### EXTRAIT FOURNI
Votre groupe de travail rappelle que les ports du Havre et de Rouen occupent une place privilégiée pour alimenter la région francilienne, la plus importante d'Europe en termes de produit intérieur brut. La réussite du projet du Grand Paris Express est indissociable de la création d'un axe Seine performant pour le développement fluvio-portuaire. La région francilienne est le premier bassin d'emploi d'Europe, avec 5,3 millions d'emplois, la deuxième région européenne en matière d'investissements étrangers et son produit intérieur brut représente 4,5 % du PIB de l'Union européenne et 28 % du PIB national.

Les ports normands pourraient également alimenter le centre de l'Europe. De fait, le trajet par bateau entre le Havre et les ports du Nord de l'Europe dure entre deux et trois jours. Il y a donc une carte à jouer très intéressante pour les ports normands s'ils disposaient d'une desserte ferroviaire et fluviale performante. Une marchandise débarquée au Havre par un porte-conteneurs pourrait en théorie atteindre l'Allemagne par voie de chemin de fer ou par voie fluviale avant que ce même navire n'atteigne le port d'Hambourg.

### DONNÉES AFFICHÉES
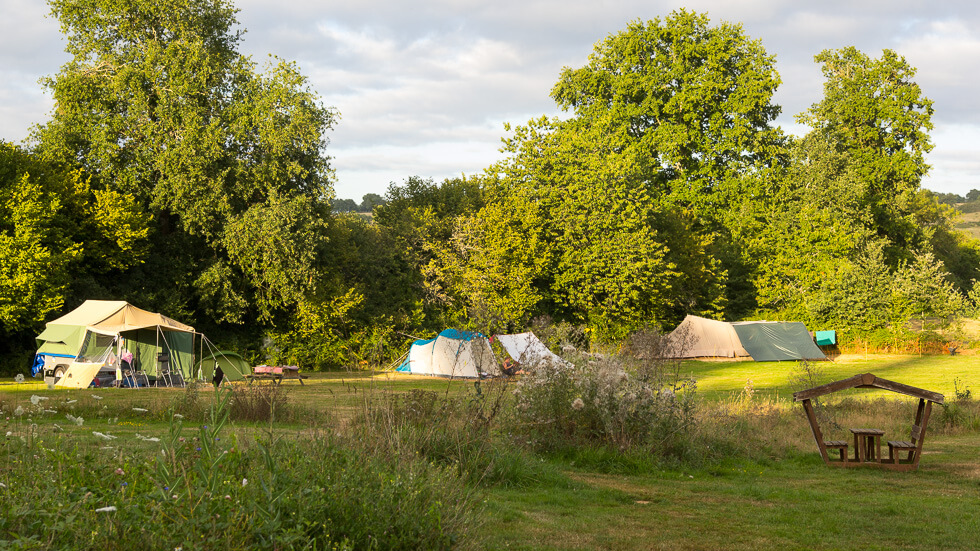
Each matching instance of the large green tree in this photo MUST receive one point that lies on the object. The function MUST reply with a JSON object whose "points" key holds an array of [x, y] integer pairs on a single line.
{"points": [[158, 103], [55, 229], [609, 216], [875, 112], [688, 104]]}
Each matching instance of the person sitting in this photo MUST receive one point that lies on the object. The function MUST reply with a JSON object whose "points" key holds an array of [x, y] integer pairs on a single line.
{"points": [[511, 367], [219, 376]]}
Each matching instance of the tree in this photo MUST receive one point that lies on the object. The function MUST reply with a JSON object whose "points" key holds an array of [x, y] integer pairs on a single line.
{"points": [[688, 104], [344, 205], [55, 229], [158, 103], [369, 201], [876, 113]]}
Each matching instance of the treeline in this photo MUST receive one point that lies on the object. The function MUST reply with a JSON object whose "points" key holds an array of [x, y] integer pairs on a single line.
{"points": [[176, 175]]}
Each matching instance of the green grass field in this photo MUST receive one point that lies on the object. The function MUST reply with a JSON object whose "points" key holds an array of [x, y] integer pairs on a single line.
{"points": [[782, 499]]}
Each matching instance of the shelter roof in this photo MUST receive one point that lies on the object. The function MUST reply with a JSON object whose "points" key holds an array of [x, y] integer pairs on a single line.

==

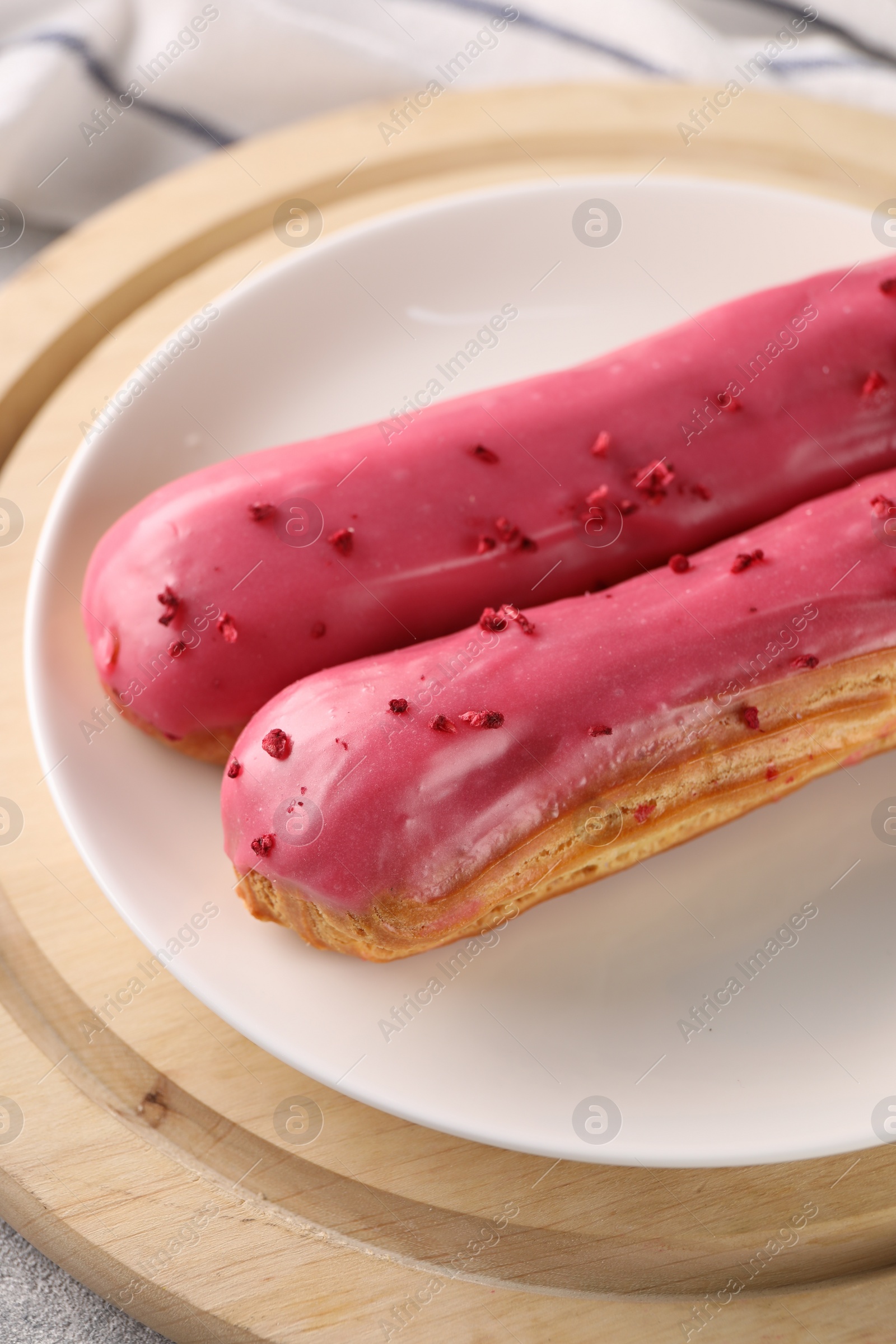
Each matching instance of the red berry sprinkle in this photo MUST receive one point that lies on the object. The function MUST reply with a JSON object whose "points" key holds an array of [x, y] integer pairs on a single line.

### À FAIRE
**a.** D'après l'extrait sur les ports normands, combien de temps dure le trajet par bateau entre le Havre et les ports du Nord de l'Europe ?
**b.** Poursuivez l'extrait sur les ports normands à la suite de sa dernière phrase.

### RÉPONSES DANS L'ORDRE
**a.** Entre deux et trois jours.

**b.**
De même, le port de Marseille pourrait devenir le premier port en Méditerranée pour les conteneurs , grâce à ses nombreux avantages naturels et ses infrastructures:

- ses quais sont en eau profonde et d'accès très facile, ce qui permet aux gros, voire très gros navires d'accoster ;

- environ 80 % du terrain n'est pas utilisé à Fos, dont la surface totale avoisine 10 000 hectares, soit la superficie de la ville de Paris (105 km²) ;

- les conditions climatiques sont globalement favorables (pas de marée ni de brume comme dans les ports du Nord de l'Europe, même si parfois la manutention est contrariée par des vents violents) ;

- l'accès est direct vers Lyon et le centre de l'Europe via l'axe rhodanien, ce qui épargne 5 jours de navigation par rapport aux ports du Nord de l'Europe (en outre, Marseille ne pâtit pas d'obstacles montagneux contrairement aux ports italiens et espagnols) ;

- Marseille est le seul port méditerranéen à disposer de tous les modes de transport pour desservir l'arrière-pays (fleuve, train, route et pipeline).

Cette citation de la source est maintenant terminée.